- Using the information:
1. Answer these questions from the midwife programme article:
(a) Which maternity hospital will the study programme be organized with?
(b) Whose demands was the midwife study programme prepared according to?
(c) In what year did the first Czech university programme for midwives start?
2. Print the passage of the midwife programme article that starts at the words "Aleksi Sedo, dean" and ends after the words "the European Union.".

- Extract:
+ + + + +
The study programme will be organised in cooperation with Prague’s maternity hospital U Apolinare.

“This is great news. It is little known that a doctor is not needed at all during in most cases of giving birth that proceed in a standard way. The doctor usually comes only after the baby is born in order to control the baby according to the rules,” said midwife Katerina Sojakova who is going to join the new MA programme for midwives.

“We want to train skillful midwives who will be partners of the doctors. In fact, they will be doctors without the usual title MUDr,” obstetrician Antonin Parizek, from the U Apolinare maternity hospital, said.

Aleksi Sedo, dean of the 1st Medical Faculty, said the midwife study programme has been prepared according to the demands of the World Health Organisation and the European Union.

MfD writes that the first Czech university programme for midwives started in 1922 and now this tradition will be renewed.

Expert midwives open the issue of legal home births in the Czech Republic, MfD writes.
+ + + + +
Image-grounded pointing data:

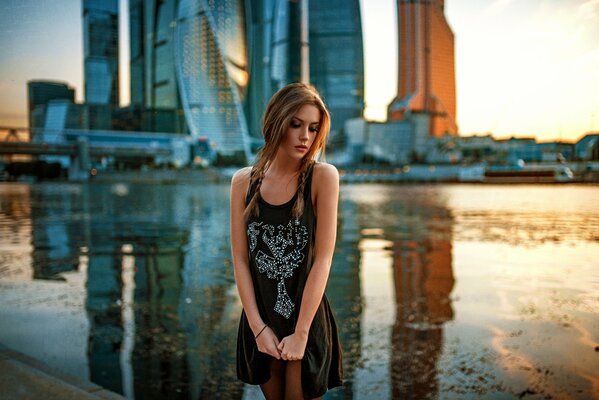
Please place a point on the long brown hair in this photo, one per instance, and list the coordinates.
(280, 110)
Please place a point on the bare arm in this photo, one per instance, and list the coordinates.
(326, 181)
(267, 341)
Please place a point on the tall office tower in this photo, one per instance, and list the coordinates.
(426, 73)
(100, 51)
(231, 55)
(154, 89)
(39, 93)
(213, 74)
(337, 58)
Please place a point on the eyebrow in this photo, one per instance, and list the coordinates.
(311, 123)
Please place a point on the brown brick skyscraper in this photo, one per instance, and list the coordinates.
(426, 68)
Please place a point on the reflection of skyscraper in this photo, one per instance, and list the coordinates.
(426, 74)
(100, 51)
(337, 58)
(423, 280)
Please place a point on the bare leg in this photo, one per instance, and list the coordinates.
(293, 381)
(274, 389)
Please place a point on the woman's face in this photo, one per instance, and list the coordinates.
(301, 132)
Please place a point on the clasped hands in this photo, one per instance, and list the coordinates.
(290, 348)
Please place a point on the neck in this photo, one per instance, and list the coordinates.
(284, 166)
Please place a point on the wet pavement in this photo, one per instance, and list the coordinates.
(23, 377)
(440, 291)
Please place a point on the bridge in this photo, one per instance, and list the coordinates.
(56, 149)
(80, 146)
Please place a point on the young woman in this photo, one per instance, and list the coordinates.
(283, 229)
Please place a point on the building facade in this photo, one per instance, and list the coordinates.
(39, 94)
(426, 67)
(101, 52)
(155, 98)
(337, 58)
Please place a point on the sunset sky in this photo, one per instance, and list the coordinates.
(523, 68)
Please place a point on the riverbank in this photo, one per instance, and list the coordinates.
(23, 377)
(579, 172)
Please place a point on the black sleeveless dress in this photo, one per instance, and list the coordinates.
(280, 257)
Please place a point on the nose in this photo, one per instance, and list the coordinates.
(304, 134)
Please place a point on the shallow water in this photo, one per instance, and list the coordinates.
(440, 291)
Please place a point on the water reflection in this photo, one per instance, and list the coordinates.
(423, 281)
(410, 236)
(436, 290)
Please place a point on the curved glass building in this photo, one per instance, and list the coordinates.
(212, 66)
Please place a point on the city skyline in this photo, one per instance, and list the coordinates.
(549, 89)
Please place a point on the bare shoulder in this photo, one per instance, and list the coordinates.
(325, 174)
(240, 182)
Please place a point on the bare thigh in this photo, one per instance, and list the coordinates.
(274, 389)
(293, 381)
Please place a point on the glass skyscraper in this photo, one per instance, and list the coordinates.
(154, 89)
(100, 51)
(426, 66)
(212, 62)
(337, 58)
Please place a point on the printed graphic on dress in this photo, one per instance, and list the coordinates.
(285, 244)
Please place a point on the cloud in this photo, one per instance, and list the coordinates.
(498, 6)
(588, 9)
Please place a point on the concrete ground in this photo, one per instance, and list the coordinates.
(22, 377)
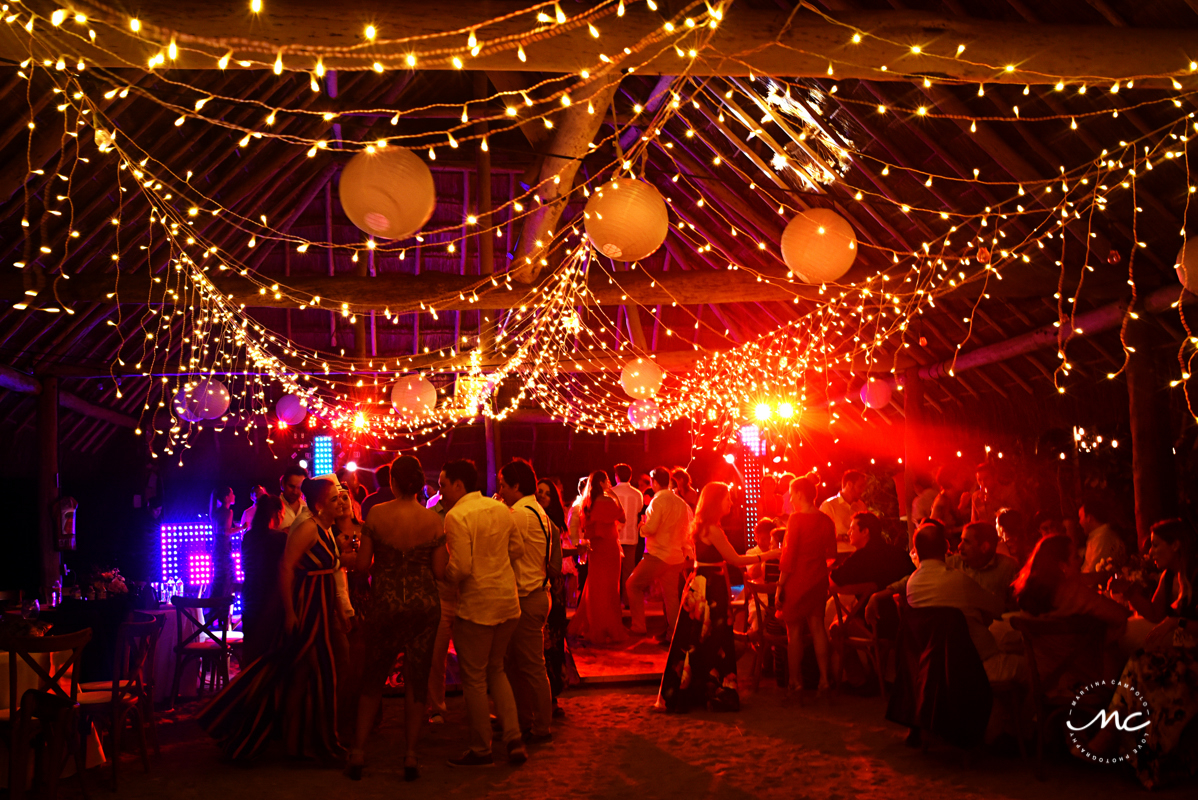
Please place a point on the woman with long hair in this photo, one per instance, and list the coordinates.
(803, 581)
(599, 618)
(404, 547)
(261, 551)
(557, 623)
(701, 668)
(298, 677)
(1050, 583)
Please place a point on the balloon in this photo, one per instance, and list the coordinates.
(291, 408)
(211, 398)
(1186, 265)
(388, 193)
(643, 414)
(818, 246)
(185, 407)
(876, 394)
(641, 379)
(413, 395)
(627, 219)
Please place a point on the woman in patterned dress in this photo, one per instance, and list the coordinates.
(404, 546)
(701, 668)
(301, 673)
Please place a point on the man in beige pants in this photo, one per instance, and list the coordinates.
(526, 652)
(483, 544)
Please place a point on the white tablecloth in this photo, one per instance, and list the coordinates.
(164, 658)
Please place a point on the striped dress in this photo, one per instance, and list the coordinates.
(243, 715)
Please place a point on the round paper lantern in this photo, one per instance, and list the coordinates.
(627, 219)
(211, 398)
(413, 395)
(641, 379)
(291, 408)
(876, 394)
(643, 414)
(387, 193)
(185, 407)
(1187, 266)
(818, 246)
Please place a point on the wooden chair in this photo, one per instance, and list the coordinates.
(1064, 654)
(760, 640)
(845, 640)
(210, 646)
(47, 713)
(126, 695)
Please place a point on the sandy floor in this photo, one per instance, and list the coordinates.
(612, 746)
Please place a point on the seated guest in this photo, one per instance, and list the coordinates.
(935, 585)
(873, 563)
(803, 580)
(978, 557)
(1048, 585)
(1163, 673)
(840, 508)
(1012, 535)
(1105, 549)
(261, 552)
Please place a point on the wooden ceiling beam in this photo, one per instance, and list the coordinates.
(769, 41)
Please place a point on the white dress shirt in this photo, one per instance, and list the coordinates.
(483, 545)
(530, 568)
(630, 499)
(665, 527)
(935, 585)
(841, 513)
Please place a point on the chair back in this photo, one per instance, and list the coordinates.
(1064, 654)
(49, 679)
(135, 642)
(215, 610)
(761, 612)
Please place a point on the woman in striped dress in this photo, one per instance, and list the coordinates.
(298, 677)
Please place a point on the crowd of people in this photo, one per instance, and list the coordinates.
(339, 585)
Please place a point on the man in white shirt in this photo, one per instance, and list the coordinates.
(935, 585)
(665, 553)
(484, 544)
(291, 494)
(630, 499)
(848, 502)
(526, 650)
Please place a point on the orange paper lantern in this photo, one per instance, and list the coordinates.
(387, 193)
(627, 219)
(818, 246)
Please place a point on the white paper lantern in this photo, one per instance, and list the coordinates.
(818, 246)
(291, 408)
(413, 397)
(387, 193)
(1186, 265)
(211, 398)
(641, 379)
(643, 414)
(185, 407)
(627, 219)
(876, 394)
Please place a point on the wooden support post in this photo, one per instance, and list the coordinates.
(48, 482)
(913, 440)
(485, 236)
(494, 449)
(1151, 443)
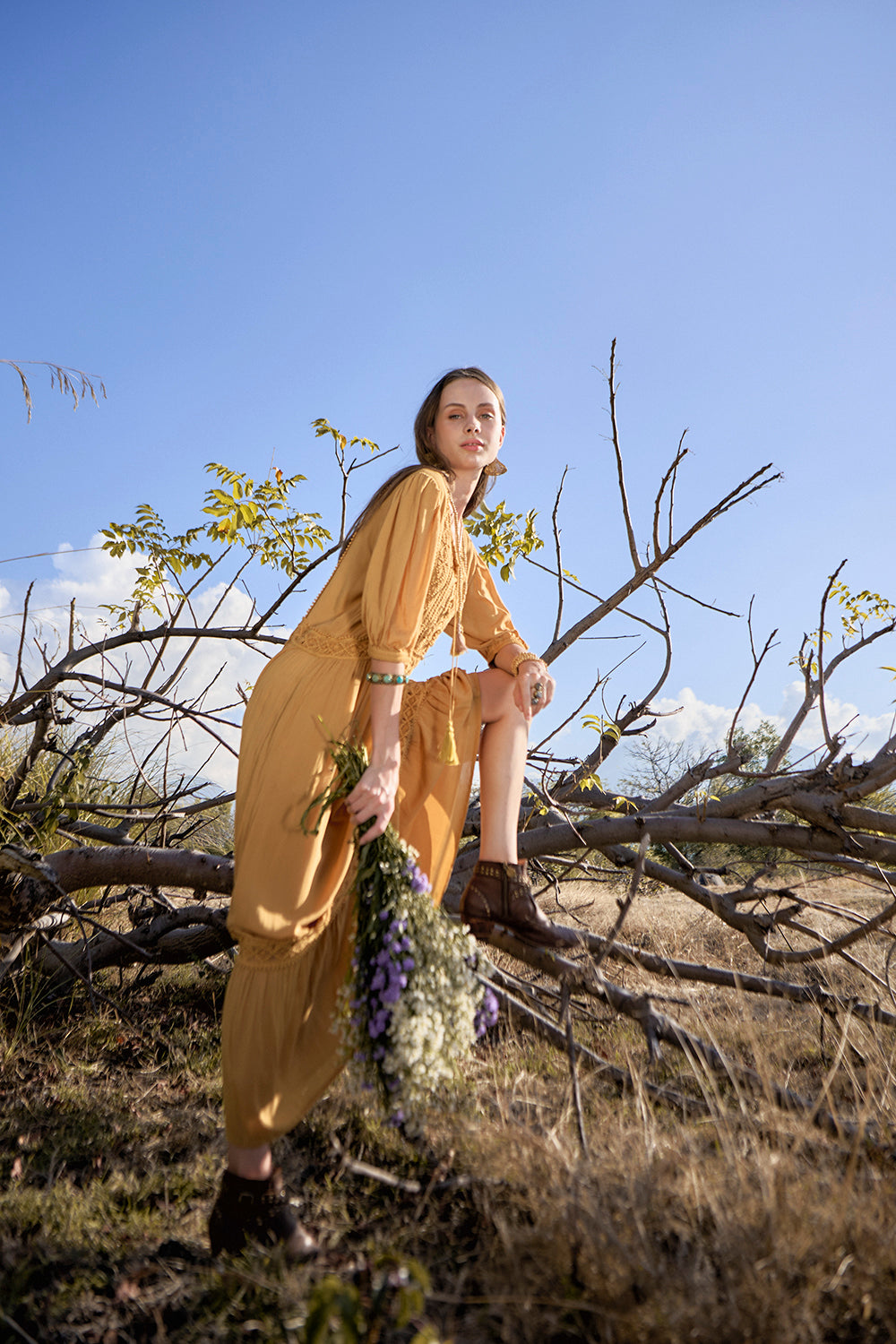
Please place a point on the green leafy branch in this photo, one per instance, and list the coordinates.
(501, 538)
(258, 516)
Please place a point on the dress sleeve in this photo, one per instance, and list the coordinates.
(487, 623)
(411, 531)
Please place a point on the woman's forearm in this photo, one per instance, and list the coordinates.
(386, 711)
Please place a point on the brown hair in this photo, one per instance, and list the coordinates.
(427, 453)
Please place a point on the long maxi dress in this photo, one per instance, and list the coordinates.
(408, 574)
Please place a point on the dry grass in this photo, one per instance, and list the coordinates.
(743, 1225)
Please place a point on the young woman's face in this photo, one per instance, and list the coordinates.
(468, 429)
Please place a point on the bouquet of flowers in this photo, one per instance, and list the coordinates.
(413, 1004)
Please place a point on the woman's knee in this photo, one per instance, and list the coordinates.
(495, 690)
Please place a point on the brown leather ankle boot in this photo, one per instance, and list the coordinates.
(500, 892)
(257, 1211)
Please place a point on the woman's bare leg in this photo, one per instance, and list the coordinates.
(250, 1163)
(501, 766)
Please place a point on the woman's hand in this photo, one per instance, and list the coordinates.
(532, 687)
(374, 796)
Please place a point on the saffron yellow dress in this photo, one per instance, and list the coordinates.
(408, 575)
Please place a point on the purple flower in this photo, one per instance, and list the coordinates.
(487, 1013)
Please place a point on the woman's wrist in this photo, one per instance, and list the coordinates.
(525, 656)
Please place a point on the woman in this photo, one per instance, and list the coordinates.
(408, 573)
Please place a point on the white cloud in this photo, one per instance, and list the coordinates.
(215, 667)
(705, 726)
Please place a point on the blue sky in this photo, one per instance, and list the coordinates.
(245, 217)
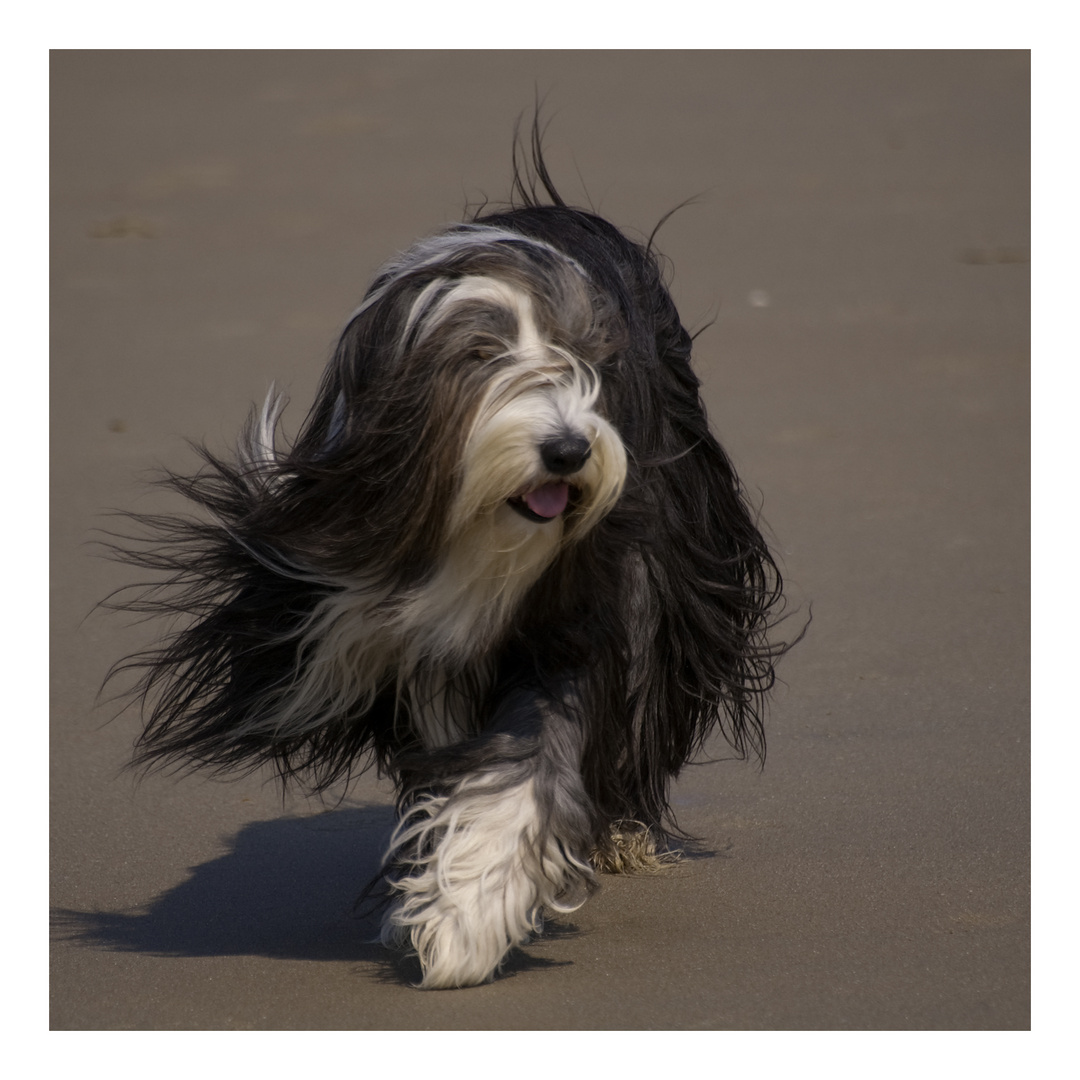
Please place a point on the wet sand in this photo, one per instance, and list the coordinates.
(861, 238)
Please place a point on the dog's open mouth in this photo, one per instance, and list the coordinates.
(543, 503)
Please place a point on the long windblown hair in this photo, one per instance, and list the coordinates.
(504, 558)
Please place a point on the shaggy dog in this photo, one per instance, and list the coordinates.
(504, 559)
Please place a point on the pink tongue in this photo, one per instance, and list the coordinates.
(548, 501)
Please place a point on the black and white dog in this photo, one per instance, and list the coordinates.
(504, 559)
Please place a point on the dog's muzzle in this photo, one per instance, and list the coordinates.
(563, 456)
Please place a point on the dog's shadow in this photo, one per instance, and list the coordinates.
(285, 889)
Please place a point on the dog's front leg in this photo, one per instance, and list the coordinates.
(500, 829)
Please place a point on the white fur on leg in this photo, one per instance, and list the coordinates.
(484, 864)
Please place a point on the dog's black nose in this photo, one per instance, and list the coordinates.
(565, 454)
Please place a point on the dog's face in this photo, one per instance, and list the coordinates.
(469, 386)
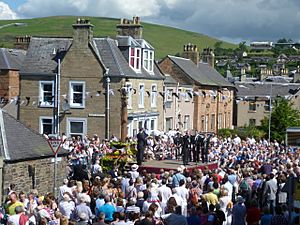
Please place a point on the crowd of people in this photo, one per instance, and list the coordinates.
(255, 183)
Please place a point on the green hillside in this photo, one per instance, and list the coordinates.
(166, 40)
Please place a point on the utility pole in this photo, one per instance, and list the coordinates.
(124, 114)
(270, 116)
(107, 105)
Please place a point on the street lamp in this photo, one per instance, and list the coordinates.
(107, 81)
(270, 110)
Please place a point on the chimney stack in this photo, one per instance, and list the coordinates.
(208, 56)
(190, 51)
(22, 42)
(130, 28)
(82, 32)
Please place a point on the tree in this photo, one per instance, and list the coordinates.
(283, 116)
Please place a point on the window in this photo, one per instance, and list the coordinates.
(220, 124)
(252, 122)
(212, 121)
(202, 123)
(169, 94)
(153, 95)
(129, 99)
(76, 127)
(267, 105)
(77, 94)
(148, 58)
(141, 124)
(152, 124)
(206, 123)
(169, 122)
(46, 125)
(186, 122)
(46, 93)
(141, 95)
(252, 106)
(179, 93)
(135, 58)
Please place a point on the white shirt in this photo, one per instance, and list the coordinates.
+ + + + +
- Written answers:
1.
(a) Prague's maternity hospital U Apolinare.
(b) The World Health Organisation and the European Union.
(c) 1922.

2.
Aleksi Sedo, dean of the 1st Medical Faculty, said the midwife study programme has been prepared according to the demands of the World Health Organisation and the European Union.